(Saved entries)
Start of Block
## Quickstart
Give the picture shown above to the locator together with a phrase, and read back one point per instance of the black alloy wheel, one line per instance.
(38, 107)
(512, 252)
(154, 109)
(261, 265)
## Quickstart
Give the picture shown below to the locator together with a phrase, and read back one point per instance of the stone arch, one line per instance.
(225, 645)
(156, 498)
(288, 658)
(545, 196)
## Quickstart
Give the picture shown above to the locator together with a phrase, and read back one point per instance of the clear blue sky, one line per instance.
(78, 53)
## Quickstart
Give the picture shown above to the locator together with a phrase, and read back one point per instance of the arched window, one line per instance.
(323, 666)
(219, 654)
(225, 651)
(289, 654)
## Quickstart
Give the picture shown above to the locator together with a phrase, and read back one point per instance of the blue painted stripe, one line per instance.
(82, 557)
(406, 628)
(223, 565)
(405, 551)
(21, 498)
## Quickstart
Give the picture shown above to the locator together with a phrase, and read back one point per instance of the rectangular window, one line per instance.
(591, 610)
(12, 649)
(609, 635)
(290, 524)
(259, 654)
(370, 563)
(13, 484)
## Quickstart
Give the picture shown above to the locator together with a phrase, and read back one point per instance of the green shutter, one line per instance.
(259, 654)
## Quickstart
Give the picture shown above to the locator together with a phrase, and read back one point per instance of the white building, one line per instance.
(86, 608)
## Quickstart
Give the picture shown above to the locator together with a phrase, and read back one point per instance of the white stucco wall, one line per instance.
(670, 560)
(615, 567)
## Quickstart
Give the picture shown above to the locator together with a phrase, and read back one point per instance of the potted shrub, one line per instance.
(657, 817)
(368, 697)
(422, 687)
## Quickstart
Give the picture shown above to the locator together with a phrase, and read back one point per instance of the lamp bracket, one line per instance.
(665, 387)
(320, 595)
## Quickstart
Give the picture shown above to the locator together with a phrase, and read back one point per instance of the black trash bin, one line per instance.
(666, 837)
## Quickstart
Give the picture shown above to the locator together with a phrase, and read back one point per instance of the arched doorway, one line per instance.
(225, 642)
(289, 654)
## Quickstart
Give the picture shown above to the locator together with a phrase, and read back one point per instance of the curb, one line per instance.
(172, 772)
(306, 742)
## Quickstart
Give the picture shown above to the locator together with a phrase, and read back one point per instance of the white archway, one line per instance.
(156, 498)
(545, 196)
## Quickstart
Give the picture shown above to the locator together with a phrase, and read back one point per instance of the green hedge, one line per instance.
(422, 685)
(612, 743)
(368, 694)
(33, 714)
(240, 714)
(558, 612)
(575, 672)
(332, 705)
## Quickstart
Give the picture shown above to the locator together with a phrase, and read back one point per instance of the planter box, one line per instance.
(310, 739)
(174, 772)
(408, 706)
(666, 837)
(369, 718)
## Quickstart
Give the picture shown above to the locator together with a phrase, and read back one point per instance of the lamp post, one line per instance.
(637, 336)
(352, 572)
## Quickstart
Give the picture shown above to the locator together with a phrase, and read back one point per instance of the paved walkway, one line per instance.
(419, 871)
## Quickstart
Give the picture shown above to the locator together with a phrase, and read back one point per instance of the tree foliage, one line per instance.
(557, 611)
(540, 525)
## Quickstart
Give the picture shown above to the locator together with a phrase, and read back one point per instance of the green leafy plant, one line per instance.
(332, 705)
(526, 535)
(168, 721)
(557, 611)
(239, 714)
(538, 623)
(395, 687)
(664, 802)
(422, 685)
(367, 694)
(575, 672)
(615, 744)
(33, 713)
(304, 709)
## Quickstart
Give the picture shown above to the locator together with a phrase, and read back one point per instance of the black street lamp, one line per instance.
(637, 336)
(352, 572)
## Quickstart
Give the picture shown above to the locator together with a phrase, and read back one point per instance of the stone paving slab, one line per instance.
End of Block
From the first line to the last, give the data again exactly.

• _Answer for this exercise_:
## Quickstart
Give the picture shown above to the locator together with a phrase, and read back one point per instance of the black alloy wheel, one line per instance.
(38, 107)
(512, 252)
(154, 109)
(261, 265)
## Quickstart
Give the picture shown below to the locator together with a phrase, and read back one point per instance of the stone arch, one line per instance.
(225, 645)
(156, 498)
(288, 658)
(545, 196)
## Quickstart
Give the picture shown above to the locator together with a phrase, and read back one point per instance of the clear blue sky, one line per instance.
(78, 53)
## Quickstart
Give the picture shown above to the locator together with a phrase, and read back one point per instance of the arched window, one line per instance.
(323, 666)
(219, 654)
(225, 651)
(289, 654)
## Quickstart
Give the picture shown above to the locator together with a phrase, and read back one point per instance of the blue painted stripe, one line per instance.
(82, 557)
(406, 628)
(223, 565)
(405, 551)
(21, 498)
## Quickstart
Give the picture shown above to the locator together with a phrase, and read back one point per instance of the rectangular window, one line per instance.
(591, 610)
(12, 649)
(609, 635)
(290, 524)
(259, 654)
(370, 563)
(13, 484)
## Quickstart
Give the picture shown above to the locator together with a phrase, and read back one point per instance of the green shutter, one line per instance.
(259, 654)
## Quickstart
Give the picture shown above to the locator together with a phrase, and read back one point per instance of the white building, one line per instance.
(86, 608)
## Quickstart
Give the picture shown above to the locator together with a phrase, and read back one point per instance of the white stucco wall, one line per instance.
(670, 560)
(615, 567)
## Quickstart
Give the picture shown above to the locator together with a phrase, and read back one point per instance of the potted shrub, one line per instance.
(657, 817)
(368, 697)
(422, 687)
## Quickstart
Give the picture shown above to the locator together with a phrase, and read back one point per instance of the lamp bracket, one line per instance.
(665, 387)
(320, 595)
## Quickstart
Give the picture shown above to the locator together with a phrase, and read back one point per instance of the black trash bin, one line per instance.
(666, 837)
## Quickstart
Give the picture shown above to the locator together with a phrase, and read back one point per instance of the arched doorway, one line per instance.
(225, 642)
(289, 654)
## Quickstart
Give the picture shown above to the locator together with a phrase, and read back one point per instance of the curb, one line per instance.
(172, 772)
(306, 742)
## Quickstart
Give the picture shown above to the locator together with a phrase, and read back one point per instance of the white archway, one line per instance.
(156, 498)
(545, 196)
## Quickstart
Give the picture shown above to the locator together with a phrase, and read back one point per instance of the green hedge, one line per instance.
(422, 685)
(612, 743)
(368, 694)
(33, 714)
(240, 714)
(558, 612)
(575, 672)
(332, 705)
## Quickstart
Give the picture shown above to the locator together with a phrase, and read back one point per instance of the planter box, one line per instance.
(310, 739)
(174, 772)
(408, 706)
(666, 837)
(369, 718)
## Quickstart
Give the picture shown above to the locator together with a phrase, and read back one point per instance of the lamp post, one line per instance.
(637, 336)
(352, 572)
## Quickstart
Give the picture shown above to the locator together with a phrase, and read back one point per instance of the paved walkway, one line per instance.
(419, 871)
## Quickstart
Give the picture shown above to the locator together with a phrase, and read back one point per instance of the tree foliage, one line per instance.
(557, 611)
(540, 525)
## Quickstart
Give the picture shown above to the locator together with a phrase, and read back one point per instance of the green leafy plant, one line per instance.
(332, 705)
(526, 535)
(168, 721)
(557, 611)
(239, 714)
(538, 623)
(395, 687)
(664, 802)
(422, 685)
(367, 694)
(575, 672)
(615, 744)
(33, 713)
(304, 709)
## Quickstart
Give the picture shown above to the locator together with a phrase, and read back one point per instance of the black street lamp, one line per instance.
(637, 336)
(352, 572)
## Quickstart
Give the picture shown above to the locator together with a phrase, and read back one point per instance of the stone paving slab, one line per instance.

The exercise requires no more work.